— EXCERPT PROVIDED —
• • • • •

Name: Barbara Clark
Hometown: Pendleton, Oregon
Occupation: Food bank volunteer; retired teacher; traveler; adventurer; Ecumenical Advocacy participant; eternal learner.
Church affiliation: Presbyterian
Heroes: Mitri Raheb, Thích Nhất Hạnh, Nelson Mandela, Dalai Lama, and husband Andrew.
Relation to Sojourners: Sustainer’s Circle monthly donor
I Sojourn Because: I would like to bring more peace and more justice to those around me who suffer.
Influenced in her early 20s by the civil rights movement, Barbara learned about Sojourners during the time that she and her husband served in Tanzania with the Peace Corps. Experiences interacting with folks diverse in religious belief and race during this time profoundly influenced her understanding of faith and social justice. She shares that her life has been influenced by Catholics and Mennonites, pagans and Methodists, Anglicans, Quakers, Hindus, and Buddhists: “At the core, a lot of us on the planet are looking for the same thing: to get along with one another, to have enough to eat, [and] to be able to live with some measure of safety and security.”

• • • • •

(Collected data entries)
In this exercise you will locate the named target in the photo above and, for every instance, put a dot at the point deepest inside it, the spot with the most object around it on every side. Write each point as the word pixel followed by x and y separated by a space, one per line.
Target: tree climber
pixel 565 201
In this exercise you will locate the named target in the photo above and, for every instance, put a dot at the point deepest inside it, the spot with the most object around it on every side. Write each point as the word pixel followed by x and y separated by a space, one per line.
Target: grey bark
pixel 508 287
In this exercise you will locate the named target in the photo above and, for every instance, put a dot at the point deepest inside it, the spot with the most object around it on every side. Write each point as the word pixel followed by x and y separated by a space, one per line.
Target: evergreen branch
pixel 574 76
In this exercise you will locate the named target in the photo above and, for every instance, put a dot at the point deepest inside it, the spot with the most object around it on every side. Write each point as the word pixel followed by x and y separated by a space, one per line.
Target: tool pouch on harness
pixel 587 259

• • • • •

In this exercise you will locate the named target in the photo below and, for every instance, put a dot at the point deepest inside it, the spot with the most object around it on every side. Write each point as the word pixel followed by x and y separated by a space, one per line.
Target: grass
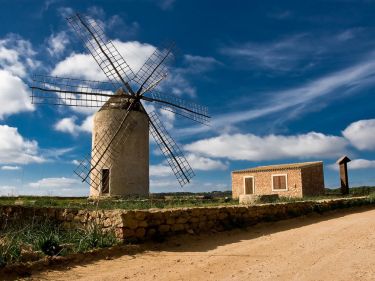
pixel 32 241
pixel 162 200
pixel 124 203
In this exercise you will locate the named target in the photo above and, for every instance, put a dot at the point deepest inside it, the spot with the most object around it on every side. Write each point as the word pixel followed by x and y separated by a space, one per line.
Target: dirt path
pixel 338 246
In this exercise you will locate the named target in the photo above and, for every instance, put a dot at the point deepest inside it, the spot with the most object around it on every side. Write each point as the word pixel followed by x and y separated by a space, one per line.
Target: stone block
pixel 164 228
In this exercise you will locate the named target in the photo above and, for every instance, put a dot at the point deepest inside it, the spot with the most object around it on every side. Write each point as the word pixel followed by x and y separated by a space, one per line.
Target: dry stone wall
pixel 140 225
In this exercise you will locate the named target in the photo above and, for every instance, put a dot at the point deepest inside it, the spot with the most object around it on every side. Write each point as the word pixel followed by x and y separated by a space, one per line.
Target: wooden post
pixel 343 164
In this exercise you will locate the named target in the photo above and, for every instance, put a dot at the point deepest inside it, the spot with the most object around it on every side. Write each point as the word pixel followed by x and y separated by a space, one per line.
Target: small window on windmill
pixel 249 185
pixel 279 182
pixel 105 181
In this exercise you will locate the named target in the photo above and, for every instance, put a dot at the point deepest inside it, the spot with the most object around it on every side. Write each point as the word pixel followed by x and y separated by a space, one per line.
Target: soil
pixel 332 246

• • • • •

— EXERCISE DIRECTIONS —
Write the next part of the profile of Barbara Clark, beginning after its final sentence. These records were drawn from a separate source and are unrelated to the profile of Barbara Clark.

— RESPONSE TO THIS EXERCISE —
While raising her children, both biological and adopted, Barbara moved back to Oregon where she began teaching at community college and with a Corrections facility at a medium security prison. Here, she witnessed the systematic racism done unto Hispanics and African-Americans as they were literally incarcerated away from their families and support systems. Barbara continues to be an advocate for social justice as a participant in the annual Ecumenical Advocacy Days, a national gathering of Christians with a shared tradition of justice covering such topics as gun violence and mass incarceration, where she is committed to bringing back inspiration and information to her friends and neighbors in Oregon.
Nowadays, Barbara spends her time volunteering with the homeless population of Pendleton at the food bank, striving to serve others in a way that affirms each person’s dignity. She has travelled all over the world to become educated on other world conflicts, spending time in Palestine/Israel, India, Europe, and Kenya, as well as travelling with “Voices from the Border and Beyond” to visit Sanctuary Movement churches, Border Control, and other facets of the immigration story in Mexico and Guatemala, passionately believing that “the policies that our government creates create a lot of suffering for a lot of people, without our generally ever realizing that’s what happening.”
As Barbara works in her own community against systems of exploitation, what gives her the most hope is the next generation.
“New technologies allow young people to be aware of the joys, sorrows, sufferings, and privileges of the Other.”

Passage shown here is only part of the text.